Nell’imminenza del cinquantesimo anniversario, la strage di Piazza Fontana continua a proiettare la sua ombra inquietante sulla storia della Repubblica e a sollevare interrogativi che non sempre hanno ottenuto risposte esaurienti. Processi, commissioni parlamentari di inchiesta, indagini giornalistiche e, ormai, l’impegno degli storici, hanno fatto certamente compiere passi in avanti nell’accertamento della verità, ma la cortina di nebbia che circonda alcuni di quegli eventi e le responsabilità di esecutori e mandanti, continua a rimanere fitta e, per alcuni aspetti, impenetrabile.

Quello che è certo è che gli attentati del 12 dicembre 1969 furono il passaggio cruciale di un percorso eversivo che affonda le sue radici nell’origine stessa della Repubblica, nei conti mai fatti con il passato, nel riciclaggio indolore, a pochi anni di distanza dalla Liberazione, di figure gravemente compromesse con il regime fascista, poste nuovamente ai vertici degli apparati di sicurezza dello Stato, in nome della dicotomia amico/nemico portata alle sue estreme conseguenze delle logiche della guerra fredda: così, non c’è da stupirsi che nel 1969  la carica di questore di Milano fosse ricoperta da Marcello Guida, negli anni ’40 direttore della colonia confinaria di Ventotene, ovvero carceriere degli uomini della Resistenza e della Liberazione; né che Silvano Russomanno, l’uomo dell’Ufficio Affari riservati del Ministero dell’interno precipitatosi a Milano per indirizzare le indagini in direzione della pista anarchica (di cui fu uno degli ideatori), avesse un passato, scrive Brogi “tra Repubblica Sociale di Salò e  addirittura l’arruolamento in una formazione militare tedesca”, un battaglione antiaereo della Wehrmacht.

§ Materiale fornito

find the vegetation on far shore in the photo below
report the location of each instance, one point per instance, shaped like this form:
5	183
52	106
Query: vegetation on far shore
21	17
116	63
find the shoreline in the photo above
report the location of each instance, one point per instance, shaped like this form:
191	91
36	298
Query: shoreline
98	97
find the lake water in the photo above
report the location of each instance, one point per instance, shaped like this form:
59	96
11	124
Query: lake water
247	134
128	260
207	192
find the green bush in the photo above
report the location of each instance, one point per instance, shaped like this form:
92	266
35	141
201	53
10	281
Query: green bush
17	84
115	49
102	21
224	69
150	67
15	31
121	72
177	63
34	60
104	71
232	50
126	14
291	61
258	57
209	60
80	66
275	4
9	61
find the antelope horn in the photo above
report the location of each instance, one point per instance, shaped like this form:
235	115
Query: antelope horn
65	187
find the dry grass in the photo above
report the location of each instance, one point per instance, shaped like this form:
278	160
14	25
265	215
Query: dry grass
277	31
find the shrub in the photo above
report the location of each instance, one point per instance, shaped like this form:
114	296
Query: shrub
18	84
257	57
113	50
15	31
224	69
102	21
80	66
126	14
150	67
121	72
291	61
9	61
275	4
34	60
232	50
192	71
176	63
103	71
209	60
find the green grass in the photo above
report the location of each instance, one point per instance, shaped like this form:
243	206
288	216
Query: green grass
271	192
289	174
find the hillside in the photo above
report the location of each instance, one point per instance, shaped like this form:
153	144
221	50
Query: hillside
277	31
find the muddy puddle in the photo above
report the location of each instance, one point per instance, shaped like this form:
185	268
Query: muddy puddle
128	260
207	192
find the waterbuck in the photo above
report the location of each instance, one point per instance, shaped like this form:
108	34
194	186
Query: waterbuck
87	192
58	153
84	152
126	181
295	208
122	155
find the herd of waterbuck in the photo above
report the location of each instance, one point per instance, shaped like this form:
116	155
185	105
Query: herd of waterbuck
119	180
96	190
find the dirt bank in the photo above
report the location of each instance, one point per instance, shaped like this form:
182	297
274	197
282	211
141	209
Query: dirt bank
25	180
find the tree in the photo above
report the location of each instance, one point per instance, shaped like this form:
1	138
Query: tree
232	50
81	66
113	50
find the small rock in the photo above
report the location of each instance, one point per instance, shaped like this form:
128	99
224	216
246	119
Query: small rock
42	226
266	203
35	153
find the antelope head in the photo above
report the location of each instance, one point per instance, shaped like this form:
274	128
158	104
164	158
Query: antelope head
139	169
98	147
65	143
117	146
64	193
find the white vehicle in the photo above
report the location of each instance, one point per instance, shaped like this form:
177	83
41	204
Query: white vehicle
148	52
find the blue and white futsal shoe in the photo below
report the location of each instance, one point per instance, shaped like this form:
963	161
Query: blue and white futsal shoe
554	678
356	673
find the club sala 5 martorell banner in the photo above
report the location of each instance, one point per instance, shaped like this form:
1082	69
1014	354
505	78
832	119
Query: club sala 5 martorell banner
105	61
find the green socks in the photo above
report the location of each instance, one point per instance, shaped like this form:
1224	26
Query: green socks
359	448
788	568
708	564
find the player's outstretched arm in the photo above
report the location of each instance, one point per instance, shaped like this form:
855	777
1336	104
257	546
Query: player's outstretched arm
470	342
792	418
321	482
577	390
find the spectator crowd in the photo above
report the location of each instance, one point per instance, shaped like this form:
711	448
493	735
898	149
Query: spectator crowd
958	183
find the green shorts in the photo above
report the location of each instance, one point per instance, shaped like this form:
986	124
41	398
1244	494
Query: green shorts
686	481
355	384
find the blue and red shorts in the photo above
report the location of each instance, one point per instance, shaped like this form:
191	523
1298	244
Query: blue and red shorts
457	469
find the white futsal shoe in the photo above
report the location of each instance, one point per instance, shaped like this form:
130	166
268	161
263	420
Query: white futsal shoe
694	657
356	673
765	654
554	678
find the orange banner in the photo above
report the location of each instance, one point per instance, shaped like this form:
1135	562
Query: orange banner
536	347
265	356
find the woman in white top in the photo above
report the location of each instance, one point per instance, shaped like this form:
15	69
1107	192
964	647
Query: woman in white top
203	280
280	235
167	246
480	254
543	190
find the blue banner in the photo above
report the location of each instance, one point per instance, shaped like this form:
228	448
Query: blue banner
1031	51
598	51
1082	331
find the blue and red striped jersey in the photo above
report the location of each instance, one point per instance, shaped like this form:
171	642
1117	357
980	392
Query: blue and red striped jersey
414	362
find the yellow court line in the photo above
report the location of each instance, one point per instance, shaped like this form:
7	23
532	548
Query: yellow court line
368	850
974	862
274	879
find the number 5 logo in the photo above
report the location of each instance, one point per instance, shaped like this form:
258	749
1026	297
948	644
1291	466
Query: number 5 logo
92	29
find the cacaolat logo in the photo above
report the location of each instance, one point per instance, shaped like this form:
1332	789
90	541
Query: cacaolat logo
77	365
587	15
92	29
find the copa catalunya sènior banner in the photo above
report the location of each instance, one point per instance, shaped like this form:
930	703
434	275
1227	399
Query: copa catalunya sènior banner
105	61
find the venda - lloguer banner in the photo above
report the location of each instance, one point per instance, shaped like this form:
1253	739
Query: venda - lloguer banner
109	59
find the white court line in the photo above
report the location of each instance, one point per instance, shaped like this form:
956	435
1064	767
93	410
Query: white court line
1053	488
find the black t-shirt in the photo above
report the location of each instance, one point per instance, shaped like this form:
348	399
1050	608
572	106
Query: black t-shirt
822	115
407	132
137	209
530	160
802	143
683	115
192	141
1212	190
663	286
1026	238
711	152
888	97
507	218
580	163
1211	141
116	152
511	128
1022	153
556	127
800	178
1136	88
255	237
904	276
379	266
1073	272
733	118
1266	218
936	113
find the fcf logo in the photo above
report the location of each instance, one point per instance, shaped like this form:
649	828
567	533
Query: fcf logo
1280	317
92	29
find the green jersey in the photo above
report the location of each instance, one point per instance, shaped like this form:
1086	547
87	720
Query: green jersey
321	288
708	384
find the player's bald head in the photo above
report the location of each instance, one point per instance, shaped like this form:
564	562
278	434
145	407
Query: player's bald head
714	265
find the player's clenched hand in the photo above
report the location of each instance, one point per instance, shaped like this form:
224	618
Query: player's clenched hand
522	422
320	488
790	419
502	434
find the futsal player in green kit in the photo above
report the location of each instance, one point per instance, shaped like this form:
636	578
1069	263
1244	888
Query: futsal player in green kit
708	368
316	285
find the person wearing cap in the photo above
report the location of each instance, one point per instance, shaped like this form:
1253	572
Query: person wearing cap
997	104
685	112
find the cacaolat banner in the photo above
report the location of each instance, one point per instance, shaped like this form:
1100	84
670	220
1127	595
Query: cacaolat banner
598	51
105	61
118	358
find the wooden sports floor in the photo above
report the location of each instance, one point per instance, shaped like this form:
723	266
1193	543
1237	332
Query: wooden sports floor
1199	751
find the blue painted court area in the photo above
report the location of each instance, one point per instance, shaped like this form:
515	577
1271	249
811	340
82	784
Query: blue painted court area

§ Quesiti e compiti
1. Nel testo sulla strage di Piazza Fontana, quali sono tutti gli strumenti che hanno fatto compiere passi in avanti nell'accertamento della verità?
2. Le affermazioni seguenti concordano con il testo sulla strage di Piazza Fontana? Per ciascuna rispondi sì o no, citando le parole decisive del testo.
(a) Nel 1969 il questore di Milano era Marcello Guida.
(b) Silvano Russomanno lavorava per il Ministero della difesa.
(c) La verità sulla strage è ormai stata accertata in ogni suo aspetto.
3. Riporta senza alcuna modifica la parte del testo sulla strage di Piazza Fontana che si apre con le parole contenenti "Nell’imminenza del cinquantesimo" e si chiude con "alcuni aspetti, impenetrabile.".
Le voci costituiscono materiale a sé, distinto dal testo.

§ Esercizio svolto
1.
- Processi
- Commissioni parlamentari di inchiesta
- Indagini giornalistiche
- L’impegno degli storici

2.
(a) Sì: "la carica di questore di Milano fosse ricoperta da Marcello Guida"
(b) No: "l’uomo dell’Ufficio Affari riservati del Ministero dell’interno"
(c) No: "continua a rimanere fitta e, per alcuni aspetti, impenetrabile"

3.
Nell’imminenza del cinquantesimo anniversario, la strage di Piazza Fontana continua a proiettare la sua ombra inquietante sulla storia della Repubblica e a sollevare interrogativi che non sempre hanno ottenuto risposte esaurienti. Processi, commissioni parlamentari di inchiesta, indagini giornalistiche e, ormai, l’impegno degli storici, hanno fatto certamente compiere passi in avanti nell’accertamento della verità, ma la cortina di nebbia che circonda alcuni di quegli eventi e le responsabilità di esecutori e mandanti, continua a rimanere fitta e, per alcuni aspetti, impenetrabile.